*Text provided*
-- Opening Marker --

An imaginary problem can only be cured by an imaginary treatment. That is exactly what the therapist offered his patient: a new belief, an entire belief system. The young lady cannot know for sure whether she really drowned in her past life, but until she believes it, she stays healthy. The therapist on the other hand is quite sure that it didn’t really happen, at least if he’s honest enough to admit it to himself.
I had a hypnosis teacher in India who also gave past-life regression classes. Once somebody asked him: are past-life memories really true? He answered: nobody knows, but it doesn’t matter as long as the patient feels better. Dr Brian Weiss, the most well-known past-life therapist of the 21st century gave almost exactly the same answer.
Well, I’m not so lenient about truth, even such white lies don’t fly with me. Besides, creating false memories in hypnosis can be just as dangerous as helpful. You could easily implant the memory of an imaginary trauma which now has to be treated. Just consider the craze of the ritual Satanic abuse in the 90s that eventually turned out to be pure fabrication.
The situation is very similar about your supposed karma coming from a past life. The only difference is that this time, you’re not looking for an explanation for a specific disease, but for your general circumstances. Why is somebody born poor and the other rich? Why is somebody successful without much effort, and why is somebody else in misery in spite of working hard?
Why don’t good things happen to you when you do good things? Why are evil, corrupt and egoistic people in positions of power? So many questions, but no definite answers. But your mind can’t stand confusion, it begs for answers, it grasps for an explanation. After mulling it over and over, logic finally comes up with an elegant answer: it’s all about the karma transcending lifetimes.
After all, there’s no injustice! You must be poor in this life, because you did bad things in the previous life. But not to worry, because if you do good things in this life, your reward will be a better rebirth. Also, there’s no need to envy the lucky. Their luck is the result of the positive karma they accumulated in a past life. It’s just another proof that if you gain merit, you will also be rewarded.
But to me, this kind of reasoning shines light on what past-life karma really is: just a comforting belief, just a comfortable explanation, just wishful thinking. It’s fueled by a psychological phenomenon known as cognitive dissonance. If in your mind, you are a good person carrying out good deeds, then how can it be that you don’t see good results? Certainly, you want to avoid the conclusion that you’re not such a good person after all and that your whole attitude can be wrong.
We never search for the faults in ourselves, we always want to blame some external circumstance. And what better ideology could you adopt than putting the responsibility on your past life for your current misfortunes? It’s so elegant, it’s so spiritual, it’s so soothing. And the best part? It can neither be proven nor disproven; it’s a perfect belief.
However, unlike a psychosomatic disease, poverty is a real thing, and you can’t just explain it away. You can come up with all kinds of excuses, but you will remain just as poor as before. In fact, this consoling lie will make it impossible to break out of poverty, because you’ll simply accept it thinking that you deserved it.
Some say that the idea of past-life karma was invented to keep the masses in place, especially in the cast-system in India. That can be easily true, and it proved to be highly effective: it stopped people from rebelling. But if you’re a true spiritual seeker, you have to be a rebel. You have to rebel against lies, against beliefs, against traditions. You have to take responsibility for your own life, and stop blaming everybody and everything: especially your past-life karma.

-- Closing Marker --

*Dataset extract*
-- Opening Marker --

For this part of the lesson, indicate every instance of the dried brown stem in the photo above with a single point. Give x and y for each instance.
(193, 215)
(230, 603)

-- Closing Marker --
-- Opening Marker --

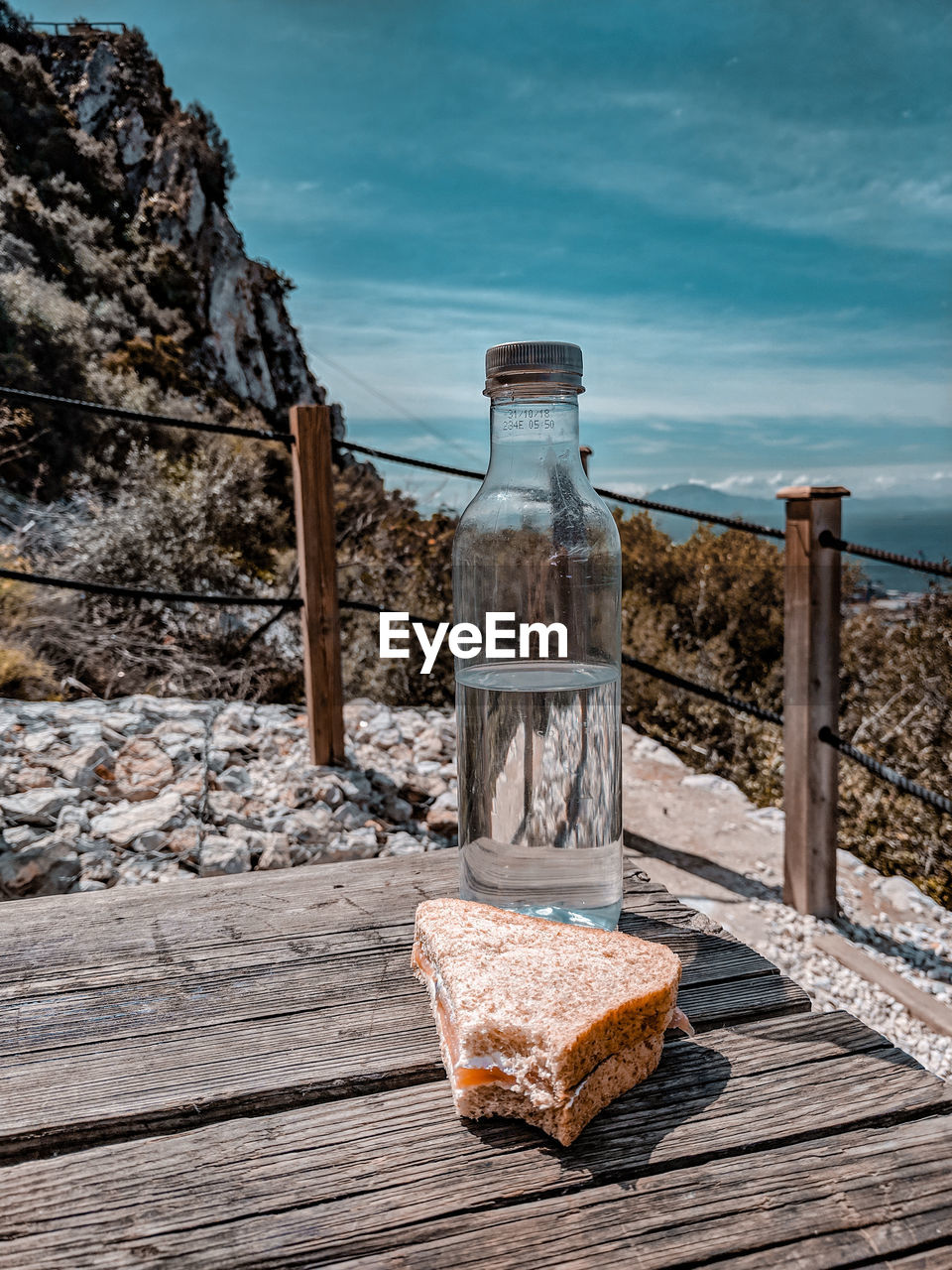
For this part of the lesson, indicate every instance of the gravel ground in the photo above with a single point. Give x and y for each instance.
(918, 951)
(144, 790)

-- Closing Marker --

*Work to complete*
a) According to the text on past-life karma, who was the best-known past-life therapist of the 21st century?
b) Rewrite the part of the text on past-life karma that begins at "An imaginary problem" and stops after "the same answer.", putting "client" in place of every "patient".
Work from the text on past-life karma alone.

*Exercise results*
a) Dr Brian Weiss

b)
An imaginary problem can only be cured by an imaginary treatment. That is exactly what the therapist offered his client: a new belief, an entire belief system. The young lady cannot know for sure whether she really drowned in her past life, but until she believes it, she stays healthy. The therapist on the other hand is quite sure that it didn’t really happen, at least if he’s honest enough to admit it to himself.
I had a hypnosis teacher in India who also gave past-life regression classes. Once somebody asked him: are past-life memories really true? He answered: nobody knows, but it doesn’t matter as long as the client feels better. Dr Brian Weiss, the most well-known past-life therapist of the 21st century gave almost exactly the same answer.